*** Dataset content ***

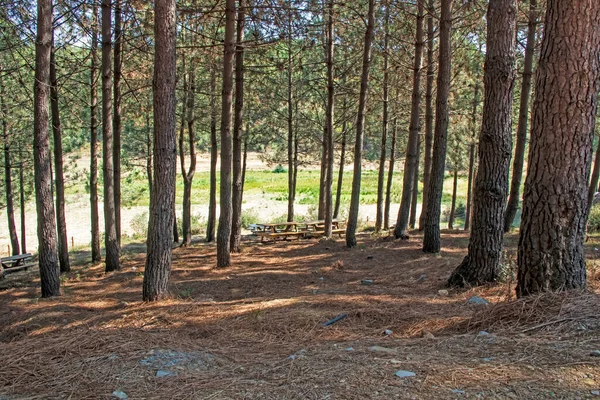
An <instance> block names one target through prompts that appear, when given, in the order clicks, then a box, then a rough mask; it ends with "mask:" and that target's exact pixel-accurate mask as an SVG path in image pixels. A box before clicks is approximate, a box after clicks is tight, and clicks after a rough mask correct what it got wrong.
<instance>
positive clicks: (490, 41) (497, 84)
mask: <svg viewBox="0 0 600 400" xmlns="http://www.w3.org/2000/svg"><path fill="white" fill-rule="evenodd" d="M487 21H488V28H487V41H486V57H485V67H484V70H485V73H484V76H483V83H484V100H483V116H482V123H481V133H480V135H479V160H480V163H479V171H478V173H477V178H476V179H475V188H474V191H473V229H472V231H471V237H470V239H469V253H468V254H467V256H466V257H465V258H464V260H463V262H462V263H461V264H460V265H459V266H458V267H457V268H456V270H454V272H453V273H452V275H451V276H450V279H449V280H448V285H451V286H461V287H462V286H465V285H481V284H483V283H487V282H494V281H495V280H496V278H497V277H498V271H499V268H500V262H501V261H502V239H503V236H504V235H503V232H504V206H505V204H506V195H507V192H508V170H509V168H510V153H511V148H512V99H513V96H512V92H513V86H514V80H515V47H516V40H515V28H516V21H517V2H516V0H492V1H490V3H489V6H488V13H487Z"/></svg>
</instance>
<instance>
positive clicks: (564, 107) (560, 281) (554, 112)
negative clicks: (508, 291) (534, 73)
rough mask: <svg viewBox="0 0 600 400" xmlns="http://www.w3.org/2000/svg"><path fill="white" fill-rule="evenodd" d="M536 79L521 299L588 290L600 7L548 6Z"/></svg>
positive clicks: (527, 173) (555, 0)
mask: <svg viewBox="0 0 600 400" xmlns="http://www.w3.org/2000/svg"><path fill="white" fill-rule="evenodd" d="M544 32H545V33H544V38H543V40H542V48H541V52H540V60H539V64H538V69H537V73H536V83H535V85H536V86H535V100H534V107H533V119H532V124H531V141H530V143H529V158H528V162H527V179H526V180H525V190H524V196H523V215H522V218H521V234H520V238H519V252H518V266H519V270H518V284H517V296H527V295H531V294H534V293H538V292H545V291H550V290H572V289H581V288H585V286H586V269H585V257H584V248H583V238H584V234H585V225H586V221H587V217H588V207H587V192H588V187H587V185H588V181H589V180H588V179H589V174H590V172H589V171H590V163H591V161H592V143H593V135H594V125H595V120H596V110H597V105H598V90H599V89H600V87H599V86H600V85H599V83H600V62H599V59H600V2H597V1H568V2H567V1H559V0H548V2H547V9H546V20H545V23H544Z"/></svg>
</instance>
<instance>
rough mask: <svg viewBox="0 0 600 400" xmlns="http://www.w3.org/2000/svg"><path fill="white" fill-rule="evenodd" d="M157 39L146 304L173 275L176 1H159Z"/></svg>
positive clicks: (162, 290)
mask: <svg viewBox="0 0 600 400" xmlns="http://www.w3.org/2000/svg"><path fill="white" fill-rule="evenodd" d="M154 37H155V52H154V85H153V98H154V184H153V185H152V190H153V192H152V195H151V196H150V220H149V222H148V239H147V240H146V243H147V246H148V255H147V256H146V270H145V271H144V284H143V293H142V294H143V299H144V301H156V300H160V299H163V298H164V297H166V296H167V294H168V290H169V275H170V273H171V256H172V250H171V248H172V244H173V242H172V240H171V239H172V237H171V228H172V226H173V209H174V207H175V175H176V174H177V157H176V154H177V137H176V133H175V107H176V100H175V85H176V80H177V78H176V70H177V60H176V55H175V48H176V39H177V17H176V11H175V0H163V1H157V2H156V4H155V9H154Z"/></svg>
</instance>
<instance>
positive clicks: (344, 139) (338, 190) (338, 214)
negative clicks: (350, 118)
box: [333, 99, 347, 219]
mask: <svg viewBox="0 0 600 400" xmlns="http://www.w3.org/2000/svg"><path fill="white" fill-rule="evenodd" d="M344 109H346V99H344ZM346 125H347V122H346V120H344V122H343V124H342V144H341V147H342V149H341V153H340V168H339V171H338V181H337V188H336V191H335V207H334V209H333V218H334V219H336V218H338V216H339V215H340V202H341V201H342V184H343V183H344V164H345V163H346V136H347V132H346Z"/></svg>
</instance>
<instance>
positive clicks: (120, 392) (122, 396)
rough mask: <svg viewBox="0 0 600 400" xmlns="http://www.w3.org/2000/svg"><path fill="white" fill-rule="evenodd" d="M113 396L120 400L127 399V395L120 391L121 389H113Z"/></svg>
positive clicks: (120, 390)
mask: <svg viewBox="0 0 600 400" xmlns="http://www.w3.org/2000/svg"><path fill="white" fill-rule="evenodd" d="M112 395H113V397H115V398H117V399H121V400H127V399H128V398H129V396H127V393H125V392H123V391H121V390H115V391H114V392H113V393H112Z"/></svg>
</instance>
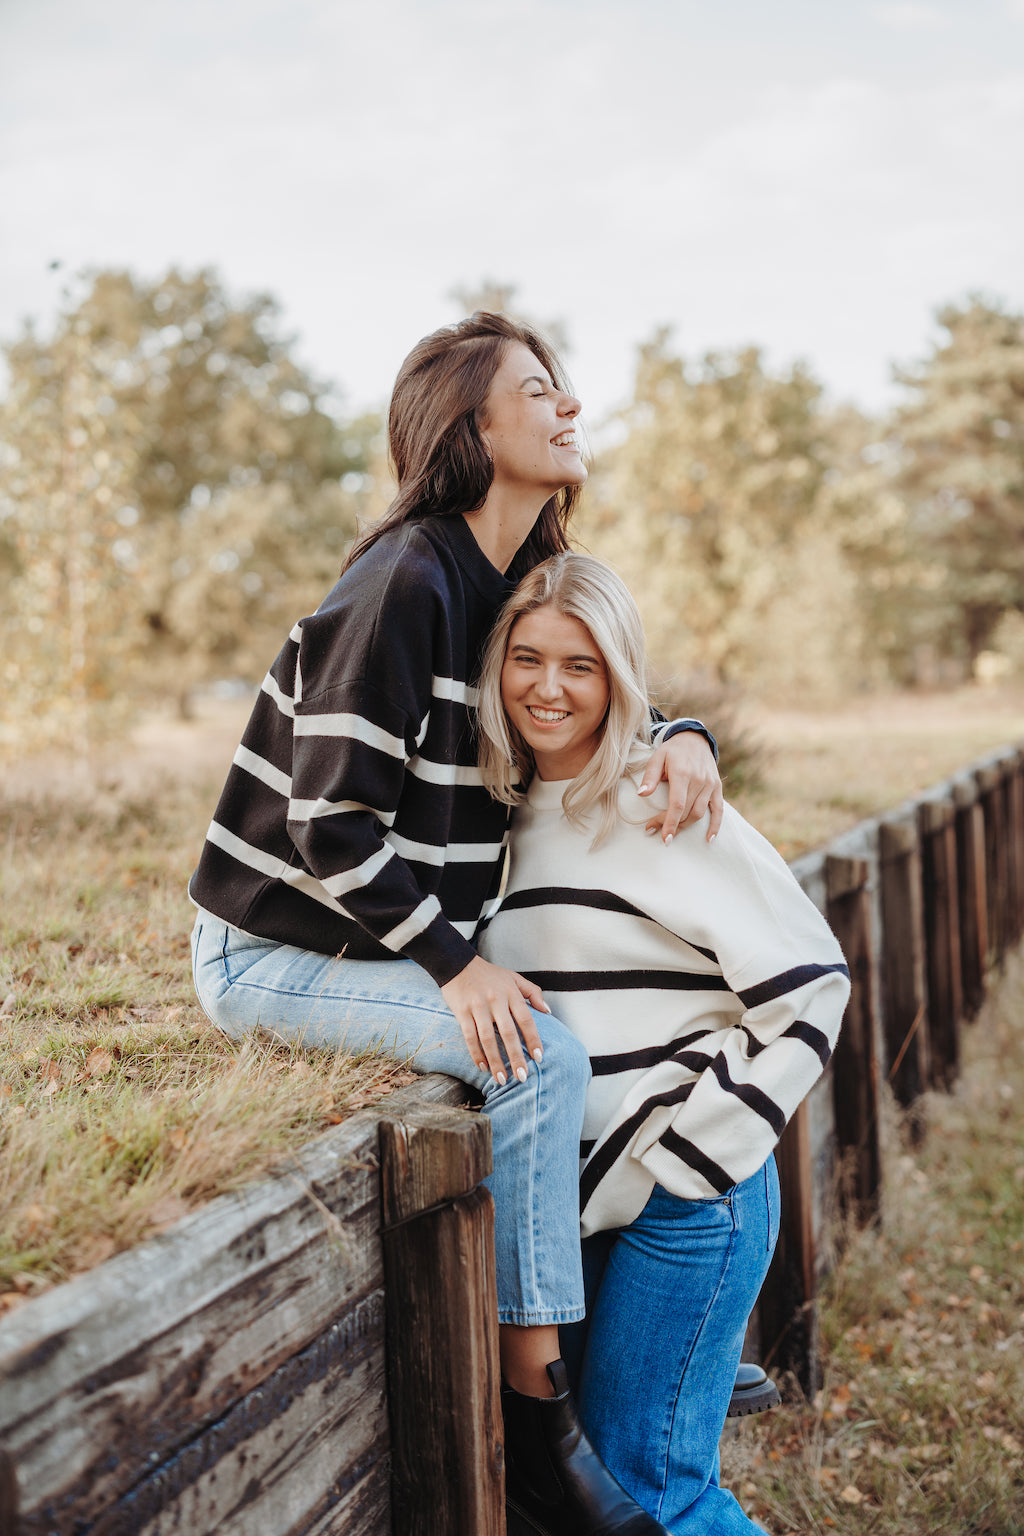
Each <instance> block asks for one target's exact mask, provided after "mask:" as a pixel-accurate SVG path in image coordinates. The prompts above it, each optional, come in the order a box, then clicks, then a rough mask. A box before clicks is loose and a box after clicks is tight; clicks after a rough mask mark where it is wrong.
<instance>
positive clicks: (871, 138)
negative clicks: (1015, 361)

*** End of Dataset content ***

_Goal of the exercise:_ Count the lines of the material above that contain the string "tight", treating uppercase and lowercase as different. Reply with the number alone.

_Task output:_ 2